Selected passage:
▬▬▬▬▬▬▬▬▬▬

The problem with SQLite backups is they look trivially easy right up until they silently corrupt your data. A cp against a live database is not a backup — it’s a gamble. WAL mode (Write-Ahead Logging), which SQLite uses by default in many modern applications, makes the situation messier: you might have outstanding transactions in a -wal sidecar file that your cp will cheerfully ignore.

This post walks through a production-grade backup and restore setup. The scripts and Makefile I’m describing are real, running in my ~/.config/opencode/ config repo right now.

The Project Structure

~/.config/opencode/
├── Makefile
├── scripts/
│   ├── backup-db.sh
│   └── restore-db.sh
└── backups/
    └── opencode.db.gz    ← tracked via Git LFS

This layout reflects a deliberate philosophy: treat your tooling configuration like application code. Shell scripts are versioned, the Makefile is the public interface, and the backup artifact itself is stored in the repo under Git LFS — so git pull on a new machine gets you the last known-good database state in a single command.

▬▬▬▬▬▬▬▬▬▬

What is asked:
• A. In the SQLite backup post, what does a cp against a live database amount to instead of a backup?
• B. Which files appear in the project structure shown in the SQLite backup post?

▬▬▬▬▬▬▬▬▬▬

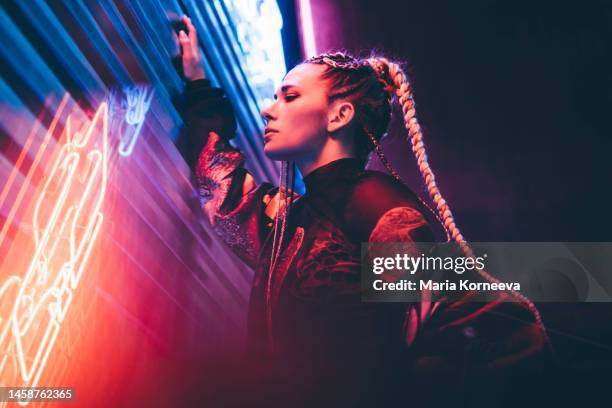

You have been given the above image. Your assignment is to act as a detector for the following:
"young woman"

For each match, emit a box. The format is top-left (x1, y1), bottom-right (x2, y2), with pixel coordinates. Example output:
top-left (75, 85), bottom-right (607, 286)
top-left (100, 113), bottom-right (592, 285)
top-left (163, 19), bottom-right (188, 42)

top-left (179, 17), bottom-right (544, 406)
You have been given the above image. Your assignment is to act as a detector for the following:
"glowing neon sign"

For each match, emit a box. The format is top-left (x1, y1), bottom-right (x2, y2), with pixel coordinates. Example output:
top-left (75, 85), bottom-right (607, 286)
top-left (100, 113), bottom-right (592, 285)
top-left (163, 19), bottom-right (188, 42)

top-left (0, 103), bottom-right (109, 405)
top-left (119, 86), bottom-right (153, 156)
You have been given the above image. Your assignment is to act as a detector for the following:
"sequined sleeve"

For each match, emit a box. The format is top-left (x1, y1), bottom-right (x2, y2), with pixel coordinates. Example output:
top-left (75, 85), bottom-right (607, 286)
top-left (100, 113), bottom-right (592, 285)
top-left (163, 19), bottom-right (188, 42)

top-left (181, 80), bottom-right (275, 267)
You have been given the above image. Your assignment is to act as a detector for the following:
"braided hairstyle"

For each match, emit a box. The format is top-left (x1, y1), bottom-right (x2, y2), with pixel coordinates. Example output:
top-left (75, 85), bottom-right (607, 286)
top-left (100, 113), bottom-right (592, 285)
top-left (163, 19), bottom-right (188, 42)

top-left (305, 52), bottom-right (394, 165)
top-left (305, 52), bottom-right (550, 347)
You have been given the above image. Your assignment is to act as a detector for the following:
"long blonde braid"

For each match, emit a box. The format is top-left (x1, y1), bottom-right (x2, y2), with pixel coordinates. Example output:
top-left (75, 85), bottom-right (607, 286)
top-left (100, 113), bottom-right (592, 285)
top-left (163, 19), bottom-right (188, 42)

top-left (368, 57), bottom-right (551, 347)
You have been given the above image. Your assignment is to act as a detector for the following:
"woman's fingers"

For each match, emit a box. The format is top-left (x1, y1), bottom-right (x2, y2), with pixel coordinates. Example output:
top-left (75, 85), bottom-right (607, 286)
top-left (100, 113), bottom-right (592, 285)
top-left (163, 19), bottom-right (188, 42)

top-left (185, 16), bottom-right (198, 51)
top-left (179, 30), bottom-right (193, 60)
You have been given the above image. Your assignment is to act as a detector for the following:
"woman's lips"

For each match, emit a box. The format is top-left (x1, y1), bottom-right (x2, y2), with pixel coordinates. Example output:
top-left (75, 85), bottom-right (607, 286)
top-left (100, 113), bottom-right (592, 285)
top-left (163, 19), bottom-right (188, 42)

top-left (264, 129), bottom-right (278, 144)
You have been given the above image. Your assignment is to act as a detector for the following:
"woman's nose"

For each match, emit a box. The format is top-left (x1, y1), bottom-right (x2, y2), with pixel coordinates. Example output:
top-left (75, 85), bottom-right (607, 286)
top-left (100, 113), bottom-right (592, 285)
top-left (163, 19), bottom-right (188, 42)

top-left (260, 104), bottom-right (274, 122)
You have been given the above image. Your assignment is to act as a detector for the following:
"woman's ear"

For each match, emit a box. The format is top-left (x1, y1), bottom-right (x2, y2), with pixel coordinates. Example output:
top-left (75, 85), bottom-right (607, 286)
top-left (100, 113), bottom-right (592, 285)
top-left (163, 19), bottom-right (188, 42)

top-left (327, 101), bottom-right (355, 133)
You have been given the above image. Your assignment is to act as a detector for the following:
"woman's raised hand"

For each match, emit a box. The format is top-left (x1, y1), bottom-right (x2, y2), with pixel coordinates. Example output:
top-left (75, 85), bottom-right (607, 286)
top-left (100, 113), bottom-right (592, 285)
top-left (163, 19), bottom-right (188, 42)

top-left (179, 16), bottom-right (205, 81)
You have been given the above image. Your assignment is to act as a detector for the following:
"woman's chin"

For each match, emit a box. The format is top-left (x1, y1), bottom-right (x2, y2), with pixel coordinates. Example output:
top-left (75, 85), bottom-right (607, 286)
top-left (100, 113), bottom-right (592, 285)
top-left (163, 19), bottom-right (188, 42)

top-left (264, 142), bottom-right (288, 161)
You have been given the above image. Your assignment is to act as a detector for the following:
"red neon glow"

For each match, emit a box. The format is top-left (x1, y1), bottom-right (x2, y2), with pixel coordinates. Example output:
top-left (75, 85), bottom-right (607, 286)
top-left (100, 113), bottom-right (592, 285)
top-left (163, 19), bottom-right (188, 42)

top-left (0, 100), bottom-right (109, 405)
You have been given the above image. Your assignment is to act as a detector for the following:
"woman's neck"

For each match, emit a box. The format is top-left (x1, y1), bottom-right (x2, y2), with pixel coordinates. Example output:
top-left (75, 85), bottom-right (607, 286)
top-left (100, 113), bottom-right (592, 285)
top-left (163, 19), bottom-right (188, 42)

top-left (295, 139), bottom-right (355, 177)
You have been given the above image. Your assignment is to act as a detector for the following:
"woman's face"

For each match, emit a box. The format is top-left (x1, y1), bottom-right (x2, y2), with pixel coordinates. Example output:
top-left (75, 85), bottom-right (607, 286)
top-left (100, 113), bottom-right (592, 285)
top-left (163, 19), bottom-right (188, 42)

top-left (261, 64), bottom-right (328, 161)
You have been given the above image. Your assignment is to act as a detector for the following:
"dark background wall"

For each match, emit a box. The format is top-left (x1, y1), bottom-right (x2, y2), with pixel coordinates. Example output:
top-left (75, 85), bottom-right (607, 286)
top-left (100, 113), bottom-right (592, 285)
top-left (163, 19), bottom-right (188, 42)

top-left (304, 0), bottom-right (612, 398)
top-left (311, 0), bottom-right (612, 241)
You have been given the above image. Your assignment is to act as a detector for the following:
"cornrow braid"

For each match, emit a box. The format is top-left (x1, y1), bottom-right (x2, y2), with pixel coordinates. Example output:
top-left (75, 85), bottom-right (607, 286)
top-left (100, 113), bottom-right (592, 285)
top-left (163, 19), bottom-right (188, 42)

top-left (304, 52), bottom-right (393, 165)
top-left (368, 58), bottom-right (552, 347)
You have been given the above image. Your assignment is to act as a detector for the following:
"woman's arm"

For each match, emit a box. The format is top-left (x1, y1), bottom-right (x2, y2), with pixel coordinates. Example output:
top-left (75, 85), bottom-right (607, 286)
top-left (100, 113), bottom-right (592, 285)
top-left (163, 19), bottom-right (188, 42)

top-left (179, 17), bottom-right (276, 267)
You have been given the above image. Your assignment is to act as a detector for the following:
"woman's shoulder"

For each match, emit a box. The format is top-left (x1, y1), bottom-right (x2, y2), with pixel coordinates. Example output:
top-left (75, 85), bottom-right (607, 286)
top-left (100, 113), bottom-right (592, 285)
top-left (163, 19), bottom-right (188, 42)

top-left (345, 170), bottom-right (433, 242)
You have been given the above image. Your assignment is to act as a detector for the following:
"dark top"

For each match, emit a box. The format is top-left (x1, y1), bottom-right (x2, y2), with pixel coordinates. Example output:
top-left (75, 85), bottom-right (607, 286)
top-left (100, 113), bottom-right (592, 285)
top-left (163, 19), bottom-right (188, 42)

top-left (178, 80), bottom-right (541, 406)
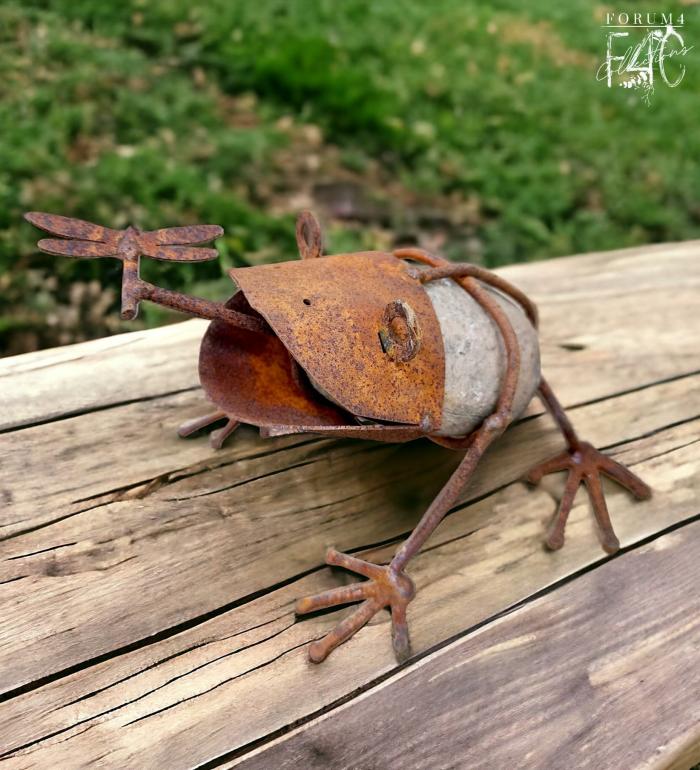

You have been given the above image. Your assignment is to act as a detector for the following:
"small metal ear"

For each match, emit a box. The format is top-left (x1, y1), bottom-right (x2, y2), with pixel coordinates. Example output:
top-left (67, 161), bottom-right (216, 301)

top-left (379, 299), bottom-right (421, 363)
top-left (297, 211), bottom-right (323, 259)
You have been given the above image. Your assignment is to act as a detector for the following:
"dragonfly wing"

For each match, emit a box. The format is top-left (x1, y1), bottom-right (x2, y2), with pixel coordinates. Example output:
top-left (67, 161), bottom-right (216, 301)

top-left (24, 211), bottom-right (122, 244)
top-left (38, 238), bottom-right (117, 257)
top-left (150, 225), bottom-right (224, 245)
top-left (141, 242), bottom-right (219, 262)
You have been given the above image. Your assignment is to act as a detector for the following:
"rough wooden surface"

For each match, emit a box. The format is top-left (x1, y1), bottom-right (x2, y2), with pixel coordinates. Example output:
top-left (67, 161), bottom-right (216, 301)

top-left (0, 243), bottom-right (700, 768)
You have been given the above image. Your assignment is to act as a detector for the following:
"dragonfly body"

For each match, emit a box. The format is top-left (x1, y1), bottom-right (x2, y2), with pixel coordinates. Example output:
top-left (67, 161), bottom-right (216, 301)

top-left (26, 212), bottom-right (651, 662)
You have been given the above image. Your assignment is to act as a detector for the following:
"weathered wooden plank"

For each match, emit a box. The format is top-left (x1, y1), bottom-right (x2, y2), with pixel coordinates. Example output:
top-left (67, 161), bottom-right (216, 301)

▬▬▬▬▬▬▬▬▬▬

The replies:
• A. A gamble.

• B. Makefile, backup-db.sh, restore-db.sh, opencode.db.gz